--- TASK BRIEF ---
From the notebook code below, list every pre-trained BERT model that the comment above the BERT_MODEL setting names as a selectable option.

In [1]:
import torch
import pickle
from torch.utils.data import (DataLoader, RandomSampler, SequentialSampler,
                              TensorDataset)
from torch.nn import CrossEntropyLoss, MSELoss

import importlib
from model.MedClinical import Biobert_fc 


from tqdm import tqdm_notebook, trange
import os
from pytorch_pretrained_bert import BertTokenizer, BertModel, BertForMaskedLM, BertForSequenceClassification, BertForTokenClassification
from pytorch_pretrained_bert.optimization import BertAdam, WarmupLinearSchedule

from multiprocessing import Pool, cpu_count
from util.tools  import *
from util import convert_examples_to_features

# OPTIONAL: if you want to have more information on what's happening, activate the logger as follows
import logging
logging.basicConfig(level=logging.INFO)

device = torch.device("cuda" if torch.cuda.is_available() else "cpu")
# device = "cpu"

### Define parameters

In [2]:
DATA_DIR = "data/"

# Bert pre-trained model selected in the list: bert-base-uncased, 
# bert-large-uncased, bert-base-cased, bert-large-cased, bert-base-multilingual-uncased,
# bert-base-multilingual-cased, bert-base-chinese.
BERT_MODEL = 'bert-base-cased'

# The name of the task to train.I'm going to name this 'yelp'.
TASK_NAME = 'Relation Extraction'

# The output directory where the fine-tuned model and checkpoints will be written.
OUTPUT_DIR = f'outputs/{TASK_NAME}/'

# The directory where the evaluation reports will be written to.
REPORTS_DIR = f'reports/{TASK_NAME}_evaluation_report/'

# This is where BERT will look for pre-trained models to load parameters from.
CACHE_DIR = 'cache/'

# The maximum total input sequence length after WordPiece tokenization.
# Sequences longer than this will be truncated, and sequences shorter than this will be padded.
MAX_SEQ_LENGTH = 128

TRAIN_BATCH_SIZE = 24
EVAL_BATCH_SIZE = 8
LEARNING_RATE = 1e-5
NUM_TRAIN_EPOCHS = 10
RANDOM_SEED = 42
GRADIENT_ACCUMULATION_STEPS = 1
WARMUP_PROPORTION = 0.1


CONFIG_NAME = "config.json"
WEIGHTS_NAME = "pytorch_model.bin"

--- INFORMATION SHOWN ---

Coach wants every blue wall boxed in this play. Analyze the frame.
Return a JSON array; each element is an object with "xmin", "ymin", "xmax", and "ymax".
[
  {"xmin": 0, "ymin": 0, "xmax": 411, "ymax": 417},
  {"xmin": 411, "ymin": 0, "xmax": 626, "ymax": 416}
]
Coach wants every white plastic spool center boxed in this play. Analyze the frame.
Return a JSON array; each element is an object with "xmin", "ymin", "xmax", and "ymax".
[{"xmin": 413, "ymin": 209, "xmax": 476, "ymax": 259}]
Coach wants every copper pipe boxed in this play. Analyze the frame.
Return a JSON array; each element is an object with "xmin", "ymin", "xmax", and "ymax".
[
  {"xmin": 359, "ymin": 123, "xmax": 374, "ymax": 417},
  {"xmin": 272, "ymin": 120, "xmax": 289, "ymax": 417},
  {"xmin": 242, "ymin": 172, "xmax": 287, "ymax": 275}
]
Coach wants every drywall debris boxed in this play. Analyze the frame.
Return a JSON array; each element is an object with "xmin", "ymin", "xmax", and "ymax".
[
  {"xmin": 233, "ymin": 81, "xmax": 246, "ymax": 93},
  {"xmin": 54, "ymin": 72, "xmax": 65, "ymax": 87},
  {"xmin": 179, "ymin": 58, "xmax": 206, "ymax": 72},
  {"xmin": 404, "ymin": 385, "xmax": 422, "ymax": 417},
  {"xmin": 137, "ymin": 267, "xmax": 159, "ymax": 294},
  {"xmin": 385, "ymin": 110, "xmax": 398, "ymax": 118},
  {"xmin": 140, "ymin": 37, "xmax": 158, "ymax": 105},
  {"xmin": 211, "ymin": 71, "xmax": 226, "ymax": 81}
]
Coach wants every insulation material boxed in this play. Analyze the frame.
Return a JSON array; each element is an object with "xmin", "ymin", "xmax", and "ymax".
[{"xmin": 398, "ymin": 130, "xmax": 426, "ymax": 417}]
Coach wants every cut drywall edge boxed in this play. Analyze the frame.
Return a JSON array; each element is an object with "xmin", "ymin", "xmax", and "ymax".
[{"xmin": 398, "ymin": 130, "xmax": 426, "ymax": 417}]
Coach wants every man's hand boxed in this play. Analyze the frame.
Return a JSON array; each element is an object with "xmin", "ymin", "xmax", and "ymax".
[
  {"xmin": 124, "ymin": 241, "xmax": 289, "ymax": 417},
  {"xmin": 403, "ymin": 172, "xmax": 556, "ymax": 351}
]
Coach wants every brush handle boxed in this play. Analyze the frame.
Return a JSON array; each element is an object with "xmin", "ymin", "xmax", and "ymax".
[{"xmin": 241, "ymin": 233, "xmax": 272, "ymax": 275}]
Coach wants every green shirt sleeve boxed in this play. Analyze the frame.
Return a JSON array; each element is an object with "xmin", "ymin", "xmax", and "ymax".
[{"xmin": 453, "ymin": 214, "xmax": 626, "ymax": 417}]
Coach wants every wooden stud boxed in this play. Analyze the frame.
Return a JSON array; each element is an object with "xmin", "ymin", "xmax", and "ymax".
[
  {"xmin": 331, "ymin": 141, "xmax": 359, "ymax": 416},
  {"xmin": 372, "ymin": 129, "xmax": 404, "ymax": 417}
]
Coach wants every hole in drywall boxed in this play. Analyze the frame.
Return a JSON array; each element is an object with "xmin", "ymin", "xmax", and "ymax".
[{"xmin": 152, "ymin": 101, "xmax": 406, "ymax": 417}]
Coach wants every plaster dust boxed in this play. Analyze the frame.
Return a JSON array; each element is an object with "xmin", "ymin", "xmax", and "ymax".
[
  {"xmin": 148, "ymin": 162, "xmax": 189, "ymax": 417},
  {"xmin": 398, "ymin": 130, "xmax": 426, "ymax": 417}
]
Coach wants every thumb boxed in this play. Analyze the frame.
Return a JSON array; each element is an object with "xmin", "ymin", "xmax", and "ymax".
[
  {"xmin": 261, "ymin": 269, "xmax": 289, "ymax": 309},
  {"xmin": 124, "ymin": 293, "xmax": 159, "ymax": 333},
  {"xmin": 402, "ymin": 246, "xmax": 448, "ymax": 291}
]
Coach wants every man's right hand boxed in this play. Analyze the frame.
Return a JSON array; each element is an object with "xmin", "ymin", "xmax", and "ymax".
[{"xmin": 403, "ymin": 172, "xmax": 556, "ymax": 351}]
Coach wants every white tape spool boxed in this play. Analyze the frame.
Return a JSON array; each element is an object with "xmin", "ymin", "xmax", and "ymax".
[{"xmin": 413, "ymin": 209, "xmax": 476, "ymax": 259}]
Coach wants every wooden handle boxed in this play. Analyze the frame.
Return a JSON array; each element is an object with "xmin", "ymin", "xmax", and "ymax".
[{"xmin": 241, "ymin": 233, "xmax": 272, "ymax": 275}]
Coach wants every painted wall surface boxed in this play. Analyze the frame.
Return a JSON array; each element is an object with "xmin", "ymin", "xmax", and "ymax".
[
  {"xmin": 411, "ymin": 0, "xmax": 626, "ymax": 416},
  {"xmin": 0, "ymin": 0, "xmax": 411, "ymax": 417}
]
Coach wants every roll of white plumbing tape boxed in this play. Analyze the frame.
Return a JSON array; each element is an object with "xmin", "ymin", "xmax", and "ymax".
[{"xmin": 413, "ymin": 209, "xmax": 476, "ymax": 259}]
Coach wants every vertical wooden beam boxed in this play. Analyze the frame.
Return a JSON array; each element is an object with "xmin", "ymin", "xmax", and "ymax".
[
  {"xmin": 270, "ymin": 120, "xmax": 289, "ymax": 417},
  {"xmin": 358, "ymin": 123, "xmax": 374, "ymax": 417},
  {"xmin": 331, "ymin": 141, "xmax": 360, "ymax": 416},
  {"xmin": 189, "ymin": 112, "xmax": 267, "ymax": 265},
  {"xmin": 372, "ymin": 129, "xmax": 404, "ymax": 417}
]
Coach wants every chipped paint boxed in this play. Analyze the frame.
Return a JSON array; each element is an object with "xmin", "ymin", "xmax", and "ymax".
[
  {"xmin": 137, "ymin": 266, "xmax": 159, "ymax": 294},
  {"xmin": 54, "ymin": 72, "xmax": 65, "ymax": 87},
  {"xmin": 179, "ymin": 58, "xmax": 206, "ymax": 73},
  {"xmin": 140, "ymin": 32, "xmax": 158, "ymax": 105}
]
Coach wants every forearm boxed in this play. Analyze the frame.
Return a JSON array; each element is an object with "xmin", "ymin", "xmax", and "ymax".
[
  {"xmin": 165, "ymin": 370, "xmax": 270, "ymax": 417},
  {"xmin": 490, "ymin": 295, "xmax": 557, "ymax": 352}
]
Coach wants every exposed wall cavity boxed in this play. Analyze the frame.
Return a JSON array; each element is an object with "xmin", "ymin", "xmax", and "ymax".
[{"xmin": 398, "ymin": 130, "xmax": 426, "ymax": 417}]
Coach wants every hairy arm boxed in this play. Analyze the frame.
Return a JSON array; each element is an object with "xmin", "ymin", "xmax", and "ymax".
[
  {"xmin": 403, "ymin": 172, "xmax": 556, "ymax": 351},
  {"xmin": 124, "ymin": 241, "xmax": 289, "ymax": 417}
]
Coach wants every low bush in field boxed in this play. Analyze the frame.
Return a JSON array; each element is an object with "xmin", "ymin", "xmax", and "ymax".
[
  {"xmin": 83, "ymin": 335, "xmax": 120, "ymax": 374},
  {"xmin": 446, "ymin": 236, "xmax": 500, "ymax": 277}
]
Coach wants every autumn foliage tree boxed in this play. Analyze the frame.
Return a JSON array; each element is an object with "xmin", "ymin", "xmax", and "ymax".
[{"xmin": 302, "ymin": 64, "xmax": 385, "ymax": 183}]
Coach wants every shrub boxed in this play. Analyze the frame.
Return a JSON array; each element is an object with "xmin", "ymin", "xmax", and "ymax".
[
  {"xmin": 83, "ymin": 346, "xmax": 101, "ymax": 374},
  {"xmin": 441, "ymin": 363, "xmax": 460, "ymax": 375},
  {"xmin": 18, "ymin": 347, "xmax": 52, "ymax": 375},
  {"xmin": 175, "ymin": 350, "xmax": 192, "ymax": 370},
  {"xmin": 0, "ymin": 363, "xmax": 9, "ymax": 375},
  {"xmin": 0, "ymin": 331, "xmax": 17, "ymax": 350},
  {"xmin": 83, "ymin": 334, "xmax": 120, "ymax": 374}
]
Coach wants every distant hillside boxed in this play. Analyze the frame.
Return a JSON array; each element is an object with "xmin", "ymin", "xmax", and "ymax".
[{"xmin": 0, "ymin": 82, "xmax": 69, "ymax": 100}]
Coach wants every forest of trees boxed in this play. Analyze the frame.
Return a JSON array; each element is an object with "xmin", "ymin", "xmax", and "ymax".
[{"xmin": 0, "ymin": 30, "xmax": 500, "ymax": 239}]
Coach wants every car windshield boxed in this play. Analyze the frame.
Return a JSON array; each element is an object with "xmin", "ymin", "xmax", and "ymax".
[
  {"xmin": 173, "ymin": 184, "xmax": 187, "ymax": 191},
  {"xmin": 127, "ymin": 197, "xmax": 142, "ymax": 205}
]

--- ANSWER FOR THIS EXERCISE ---
bert-base-uncased, bert-large-uncased, bert-base-cased, bert-large-cased, bert-base-multilingual-uncased, bert-base-multilingual-cased, bert-base-chinese